═════ DATA FOR THIS EXERCISE

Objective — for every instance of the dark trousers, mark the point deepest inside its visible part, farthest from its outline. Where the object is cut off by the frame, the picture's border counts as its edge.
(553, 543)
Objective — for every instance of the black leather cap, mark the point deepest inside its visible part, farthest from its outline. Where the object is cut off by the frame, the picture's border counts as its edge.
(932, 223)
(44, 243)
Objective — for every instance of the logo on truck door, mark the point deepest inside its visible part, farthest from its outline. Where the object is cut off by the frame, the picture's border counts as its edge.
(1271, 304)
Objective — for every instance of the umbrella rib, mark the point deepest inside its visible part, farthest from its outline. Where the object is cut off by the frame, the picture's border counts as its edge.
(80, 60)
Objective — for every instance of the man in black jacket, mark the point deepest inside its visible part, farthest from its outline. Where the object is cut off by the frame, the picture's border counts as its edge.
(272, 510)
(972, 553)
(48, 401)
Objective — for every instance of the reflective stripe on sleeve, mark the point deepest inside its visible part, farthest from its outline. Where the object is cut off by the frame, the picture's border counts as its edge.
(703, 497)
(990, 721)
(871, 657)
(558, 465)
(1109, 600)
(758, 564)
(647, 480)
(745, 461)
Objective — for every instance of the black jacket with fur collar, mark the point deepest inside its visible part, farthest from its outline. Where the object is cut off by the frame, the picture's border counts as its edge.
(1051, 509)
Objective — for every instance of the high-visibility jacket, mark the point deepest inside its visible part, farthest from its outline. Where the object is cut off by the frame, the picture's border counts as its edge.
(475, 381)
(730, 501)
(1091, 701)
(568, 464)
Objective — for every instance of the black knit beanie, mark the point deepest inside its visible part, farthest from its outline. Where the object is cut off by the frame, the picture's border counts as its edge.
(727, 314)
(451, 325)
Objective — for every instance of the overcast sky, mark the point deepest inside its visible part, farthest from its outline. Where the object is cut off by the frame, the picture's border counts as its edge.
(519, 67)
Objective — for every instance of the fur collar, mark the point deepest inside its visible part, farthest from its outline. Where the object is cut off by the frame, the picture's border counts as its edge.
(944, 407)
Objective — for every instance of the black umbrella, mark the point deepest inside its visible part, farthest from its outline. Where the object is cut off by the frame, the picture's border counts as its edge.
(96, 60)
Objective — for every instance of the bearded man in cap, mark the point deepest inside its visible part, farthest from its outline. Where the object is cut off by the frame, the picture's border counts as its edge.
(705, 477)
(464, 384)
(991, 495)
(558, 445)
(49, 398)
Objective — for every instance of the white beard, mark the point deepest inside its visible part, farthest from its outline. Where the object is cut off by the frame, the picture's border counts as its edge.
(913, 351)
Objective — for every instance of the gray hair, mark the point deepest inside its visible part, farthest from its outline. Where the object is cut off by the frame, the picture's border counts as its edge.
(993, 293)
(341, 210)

══════════
═════ DATA FOR THIS EXERCISE

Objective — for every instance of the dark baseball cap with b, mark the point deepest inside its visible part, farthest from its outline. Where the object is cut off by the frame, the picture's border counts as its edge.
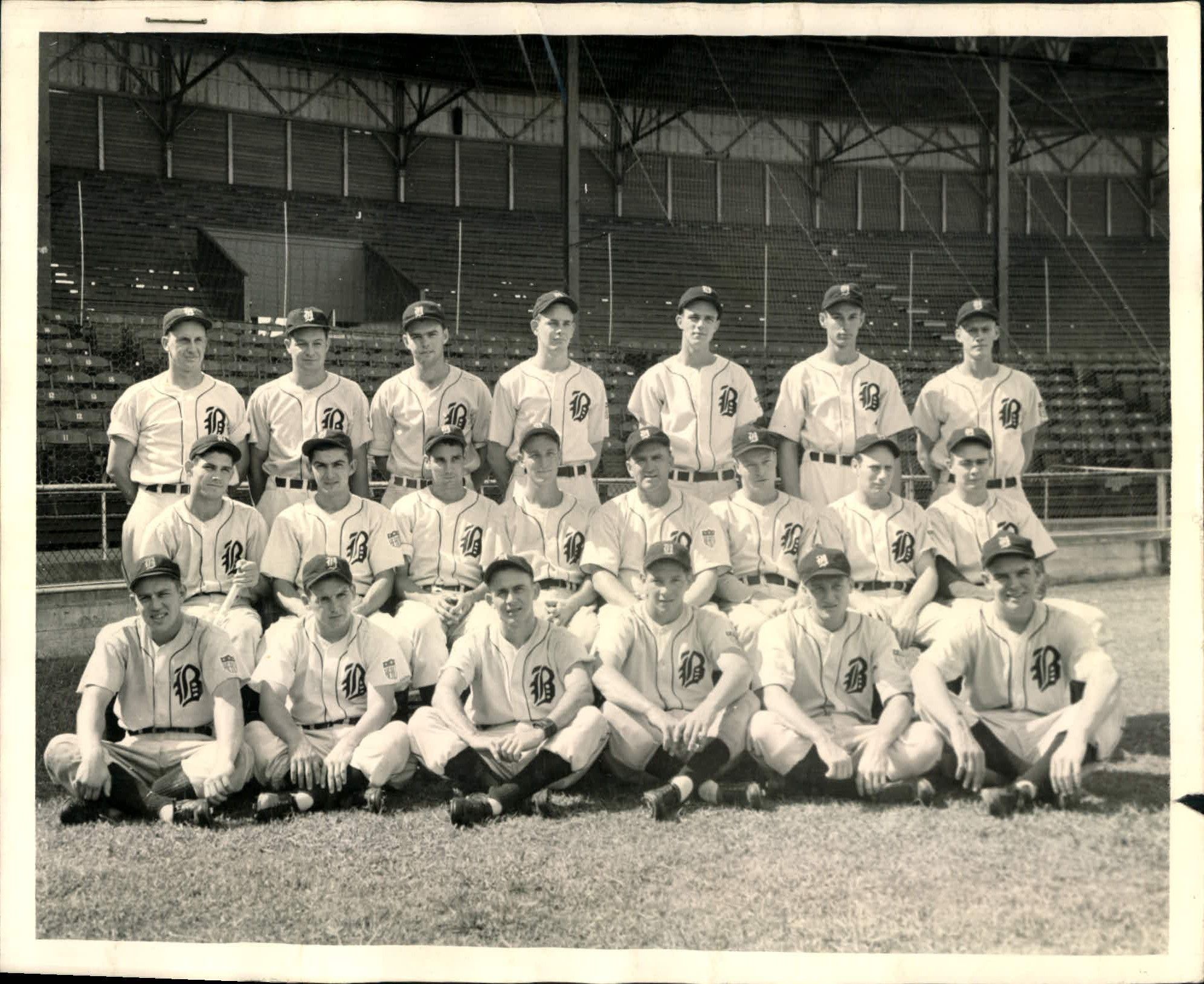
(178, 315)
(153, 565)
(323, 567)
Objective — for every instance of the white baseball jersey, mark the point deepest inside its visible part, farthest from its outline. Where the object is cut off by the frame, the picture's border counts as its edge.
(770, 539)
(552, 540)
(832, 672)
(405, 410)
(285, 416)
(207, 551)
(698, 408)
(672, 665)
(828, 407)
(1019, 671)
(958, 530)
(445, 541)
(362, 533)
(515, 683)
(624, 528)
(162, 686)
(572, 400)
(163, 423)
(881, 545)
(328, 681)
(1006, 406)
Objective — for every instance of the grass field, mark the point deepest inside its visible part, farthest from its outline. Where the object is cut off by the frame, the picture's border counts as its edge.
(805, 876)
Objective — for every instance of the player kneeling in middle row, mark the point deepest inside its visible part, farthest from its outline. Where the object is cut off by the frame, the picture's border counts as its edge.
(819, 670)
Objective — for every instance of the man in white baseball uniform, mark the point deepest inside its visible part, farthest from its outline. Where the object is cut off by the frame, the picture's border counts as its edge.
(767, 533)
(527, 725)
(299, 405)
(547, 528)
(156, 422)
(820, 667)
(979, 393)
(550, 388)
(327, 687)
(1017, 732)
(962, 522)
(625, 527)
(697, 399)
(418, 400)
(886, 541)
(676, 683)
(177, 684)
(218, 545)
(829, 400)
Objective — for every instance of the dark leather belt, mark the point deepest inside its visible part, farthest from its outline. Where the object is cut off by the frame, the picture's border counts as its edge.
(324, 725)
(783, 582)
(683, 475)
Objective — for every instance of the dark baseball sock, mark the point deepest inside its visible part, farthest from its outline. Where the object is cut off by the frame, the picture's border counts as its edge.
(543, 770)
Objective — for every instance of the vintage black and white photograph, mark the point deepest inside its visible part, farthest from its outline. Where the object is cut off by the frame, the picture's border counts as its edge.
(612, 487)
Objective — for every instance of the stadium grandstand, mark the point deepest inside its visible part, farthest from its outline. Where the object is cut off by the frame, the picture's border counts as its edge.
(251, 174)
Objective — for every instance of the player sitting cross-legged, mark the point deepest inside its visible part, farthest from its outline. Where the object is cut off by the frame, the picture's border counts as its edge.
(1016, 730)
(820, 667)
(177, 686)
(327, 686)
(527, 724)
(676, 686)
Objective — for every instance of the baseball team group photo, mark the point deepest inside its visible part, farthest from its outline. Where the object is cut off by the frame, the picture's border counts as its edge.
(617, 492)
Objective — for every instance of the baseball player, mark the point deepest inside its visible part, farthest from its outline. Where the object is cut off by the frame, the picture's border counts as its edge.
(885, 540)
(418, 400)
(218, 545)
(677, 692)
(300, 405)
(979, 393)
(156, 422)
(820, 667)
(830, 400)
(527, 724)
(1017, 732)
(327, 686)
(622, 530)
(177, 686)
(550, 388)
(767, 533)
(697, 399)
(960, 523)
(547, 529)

══════════

WORK TO DO: Identify each line in the items above that contains the word "umbrella", and copy every such line in full.

SOLUTION FOR THIS EXERCISE:
Objective — for every instance of the umbrella rib, mark the point deepest inside its visible part, farthest from its outline. Where the object is cut off by the frame, the picture's border counts as its edge.
Objective — for every instance of the black umbrella, mark the point deepest inside its visible part, farthest from its outline. Where the object is cut off by the frame, the picture's border counts as its edge.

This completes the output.